**Task statement:**
Could you reproduce the part of the Oxycontin post starting with "One last point" and going on through "as cancer patients.", word for word?

**Source passage:**

Back in a simpler America, it was the Drug Enforcement Administration and other prohibitionist butt-heads who made it increasingly difficult for pain patients to get the prescription painkiller Oxycontin (read all about that sad spectacle here, in Reason's April '03 cover story).
Now you can add trial lawyers, who have filed a class action suit against the drug's manufacturer, Purdue Pharma, on the grounds that the drug, well, works too well and has created a new population of addicts among the terminally and chronically ill. The Cincinnati Enquirer quotes a lawyer involved in the case:
"We have documents and evidence that no other group has," Frederick said. "It is the most prolific advertising and marketing campaign ever set forth for a Schedule II narcotic. They marketed these pills like they were M&M's to doctors. They tried to get these doctors to prescribe this drug like it was Tylenol for people with aches and pains."
Frederick said the drug is two and a half times as potent as morphine and it is highly addictive—information that was not provided to many physicians who were encouraged to prescribe it.
One upside of criminalizing marketing? Maybe it'll stop those TV ads for people to join class-action lawsuits.
One last point about Oxycontin. As the Enquirer notes,
The drug is targeted toward people who are terminally ill or intractable pain, such as cancer patients.

**The data:**
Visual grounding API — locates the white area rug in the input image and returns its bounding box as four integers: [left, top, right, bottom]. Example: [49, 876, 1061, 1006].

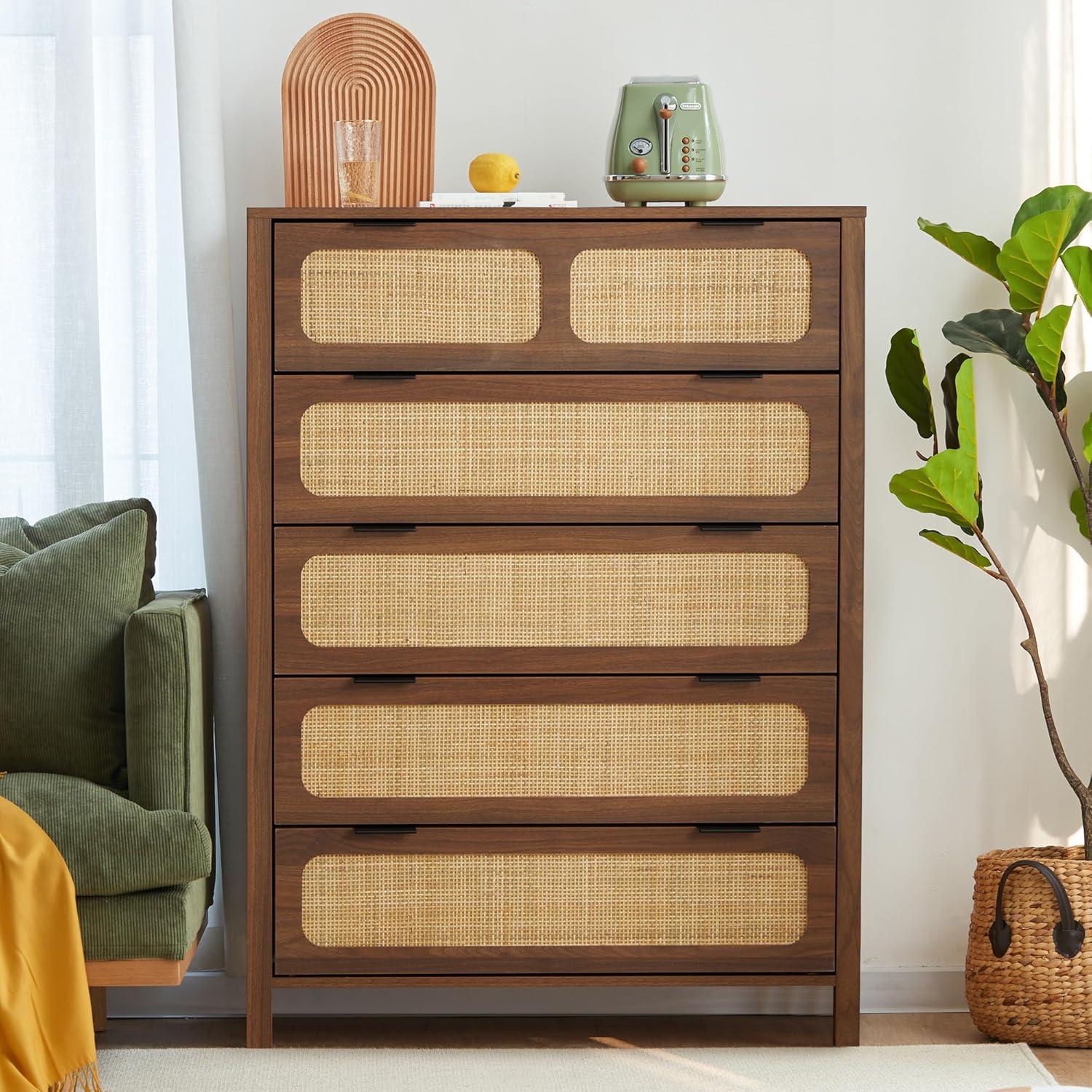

**Output of the exercise:**
One last point about Oxycontin. As the Enquirer notes,
The drug is targeted toward people who are terminally ill or intractable pain, such as cancer patients.